Extract provided —
When I was growing up, my mother would always tell me that I "end where someone else begins." Honestly, I never really grasped this concept until I was in my mid-20s and in graduate school studying marriage and family therapy. It was then that this abstract "me ending/you beginning" thing started to click, although it is something that I still work on in my own relationships. As I studied relationships and the coupling process, it became clear that boundaries, the psychological kind, play a crucial role in the creation and continuation of meaningful connections.

Psychological boundaries, like physical boundaries, represent both a beginning and an ending. But unlike physical boundaries, the terrain behind the psychological boundary is the private landscape of your feelings, thoughts, memories, hopes and sorrows. And the kinds of boundaries we construct around ourselves, be them rigid or invisible or somewhere in between, help define who we are, both in and out of a relationship. Within a relationship, boundaries tell us how far is too far and when it's time to risk a little more. They also serve as the protectors of our stories.

One thing that continues to amaze me is how people will share incredibly intimate information with me so quickly. Telling me at a party, after knowing me for less than 15 minutes, that you struggle with a sexual dysfunction is probably not the best way to introduce yourself. Disclosing during our first lunch that you are currently in therapy for using every drug on the planet is not necessarily the best way to keep my attention. Or while we're having dinner for the first time, please do not launch into a story about how your father beat your mother, or how you purposely set your home on fire when you were a child and also witnessed the murder of your stepfather. Check, please! Yes, all true stories!

What you have to do — Set down the part of the passage on psychological boundaries starting with "One thing that" and going on through "all true stories!", word for word.

Dataset content —
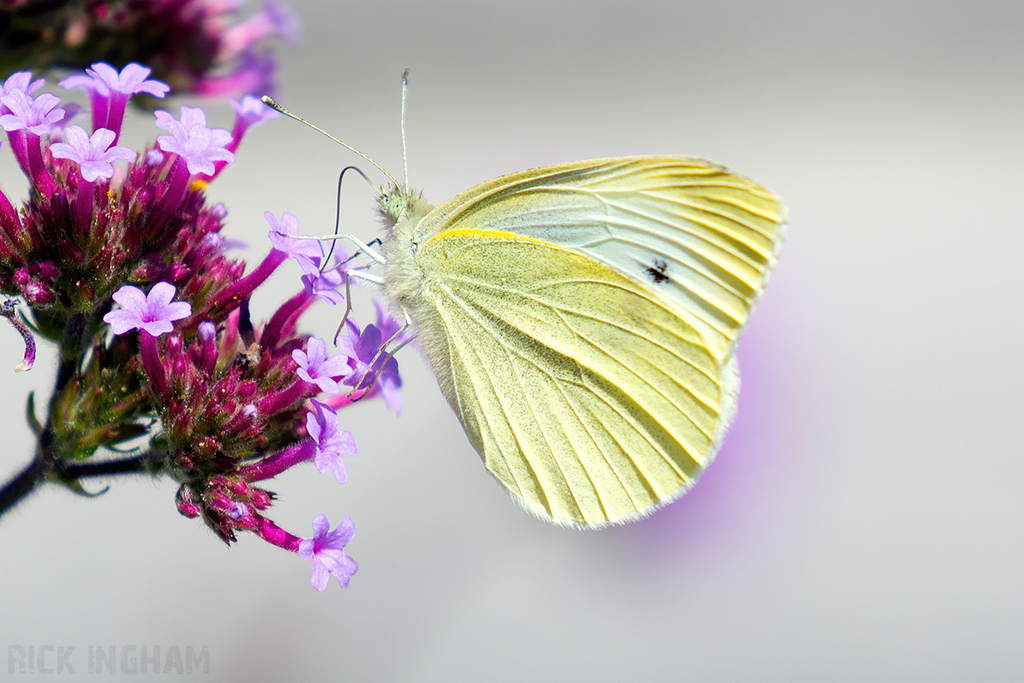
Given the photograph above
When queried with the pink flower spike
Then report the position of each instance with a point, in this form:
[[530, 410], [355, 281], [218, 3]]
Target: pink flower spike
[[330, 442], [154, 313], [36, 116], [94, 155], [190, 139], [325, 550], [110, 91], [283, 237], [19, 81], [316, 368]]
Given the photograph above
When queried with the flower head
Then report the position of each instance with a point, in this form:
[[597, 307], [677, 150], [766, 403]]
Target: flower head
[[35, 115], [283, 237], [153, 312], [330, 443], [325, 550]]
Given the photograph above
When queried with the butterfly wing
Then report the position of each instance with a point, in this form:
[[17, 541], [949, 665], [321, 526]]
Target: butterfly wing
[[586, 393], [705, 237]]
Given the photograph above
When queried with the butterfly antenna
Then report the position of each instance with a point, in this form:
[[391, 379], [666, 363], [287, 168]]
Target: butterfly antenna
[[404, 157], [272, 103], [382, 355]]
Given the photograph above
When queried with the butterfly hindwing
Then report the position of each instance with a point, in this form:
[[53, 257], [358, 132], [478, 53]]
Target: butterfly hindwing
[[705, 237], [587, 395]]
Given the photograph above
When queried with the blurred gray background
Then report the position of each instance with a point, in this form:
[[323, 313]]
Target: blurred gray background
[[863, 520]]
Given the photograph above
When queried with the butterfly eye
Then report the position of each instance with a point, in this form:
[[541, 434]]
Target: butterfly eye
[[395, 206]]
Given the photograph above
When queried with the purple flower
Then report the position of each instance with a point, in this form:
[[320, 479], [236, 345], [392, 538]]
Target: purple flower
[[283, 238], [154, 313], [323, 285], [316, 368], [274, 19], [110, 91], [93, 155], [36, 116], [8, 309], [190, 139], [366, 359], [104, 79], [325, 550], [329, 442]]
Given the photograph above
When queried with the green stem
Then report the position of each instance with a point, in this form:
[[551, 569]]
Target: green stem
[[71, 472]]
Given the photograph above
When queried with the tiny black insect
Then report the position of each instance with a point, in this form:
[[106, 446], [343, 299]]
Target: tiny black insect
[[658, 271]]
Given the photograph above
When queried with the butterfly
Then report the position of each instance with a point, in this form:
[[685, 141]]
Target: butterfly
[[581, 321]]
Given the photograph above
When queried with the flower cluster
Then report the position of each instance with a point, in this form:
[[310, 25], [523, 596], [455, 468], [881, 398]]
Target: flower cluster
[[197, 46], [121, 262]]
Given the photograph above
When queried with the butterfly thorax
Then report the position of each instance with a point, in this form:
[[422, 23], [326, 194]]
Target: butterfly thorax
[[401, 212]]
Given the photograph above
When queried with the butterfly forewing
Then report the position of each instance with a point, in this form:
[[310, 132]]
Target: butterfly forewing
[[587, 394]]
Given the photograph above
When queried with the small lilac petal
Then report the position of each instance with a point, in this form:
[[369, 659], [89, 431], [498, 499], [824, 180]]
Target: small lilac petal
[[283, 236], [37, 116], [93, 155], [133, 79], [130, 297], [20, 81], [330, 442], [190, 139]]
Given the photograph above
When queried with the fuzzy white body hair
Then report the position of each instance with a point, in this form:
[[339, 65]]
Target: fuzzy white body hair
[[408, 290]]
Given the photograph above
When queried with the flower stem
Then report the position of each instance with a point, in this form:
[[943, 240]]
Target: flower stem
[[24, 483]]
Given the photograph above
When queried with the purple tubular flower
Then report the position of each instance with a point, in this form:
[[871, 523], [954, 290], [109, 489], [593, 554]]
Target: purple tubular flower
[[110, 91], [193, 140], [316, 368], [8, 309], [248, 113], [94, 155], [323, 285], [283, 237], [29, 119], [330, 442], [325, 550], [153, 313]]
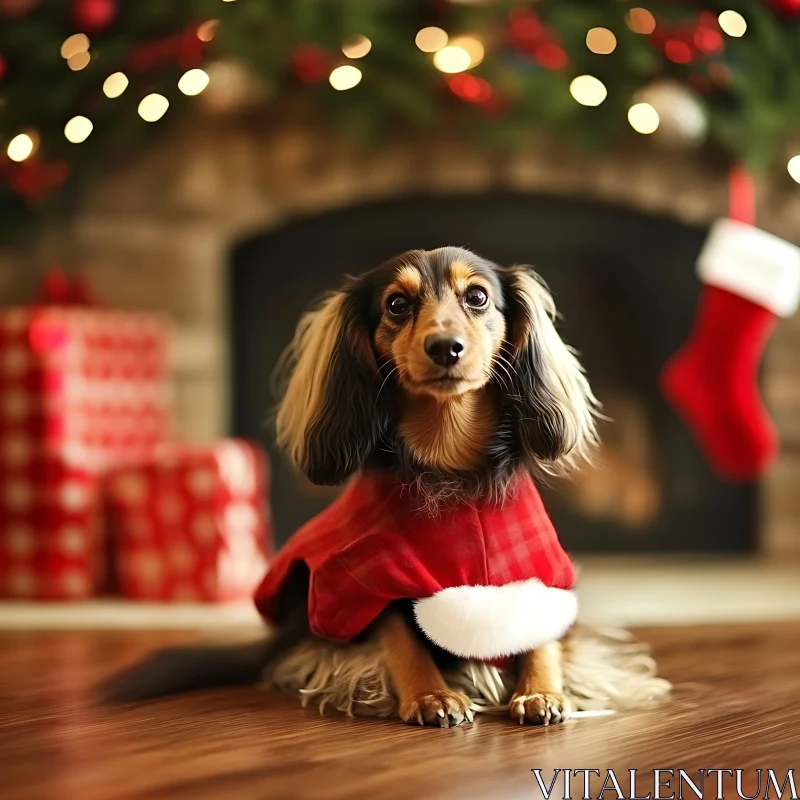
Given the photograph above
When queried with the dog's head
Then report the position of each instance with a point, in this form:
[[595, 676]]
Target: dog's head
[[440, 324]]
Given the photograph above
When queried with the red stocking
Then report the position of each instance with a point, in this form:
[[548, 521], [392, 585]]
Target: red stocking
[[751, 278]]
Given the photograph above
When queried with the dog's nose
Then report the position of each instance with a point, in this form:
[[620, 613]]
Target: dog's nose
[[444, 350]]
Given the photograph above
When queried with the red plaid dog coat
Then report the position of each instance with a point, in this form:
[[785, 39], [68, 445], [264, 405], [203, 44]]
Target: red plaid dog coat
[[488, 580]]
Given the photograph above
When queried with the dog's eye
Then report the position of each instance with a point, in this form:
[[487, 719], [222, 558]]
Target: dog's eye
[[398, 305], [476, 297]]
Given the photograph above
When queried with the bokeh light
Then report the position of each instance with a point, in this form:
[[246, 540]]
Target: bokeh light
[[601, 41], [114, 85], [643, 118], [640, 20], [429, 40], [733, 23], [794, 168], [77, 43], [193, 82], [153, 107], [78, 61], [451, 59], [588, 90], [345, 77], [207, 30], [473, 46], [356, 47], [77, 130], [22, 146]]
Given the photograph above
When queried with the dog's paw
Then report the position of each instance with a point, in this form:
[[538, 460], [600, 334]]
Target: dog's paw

Solution for this task —
One thing that continues to amaze me is how people will share incredibly intimate information with me so quickly. Telling me at a party, after knowing me for less than 15 minutes, that you struggle with a sexual dysfunction is probably not the best way to introduce yourself. Disclosing during our first lunch that you are currently in therapy for using every drug on the planet is not necessarily the best way to keep my attention. Or while we're having dinner for the first time, please do not launch into a story about how your father beat your mother, or how you purposely set your home on fire when you were a child and also witnessed the murder of your stepfather. Check, please! Yes, all true stories!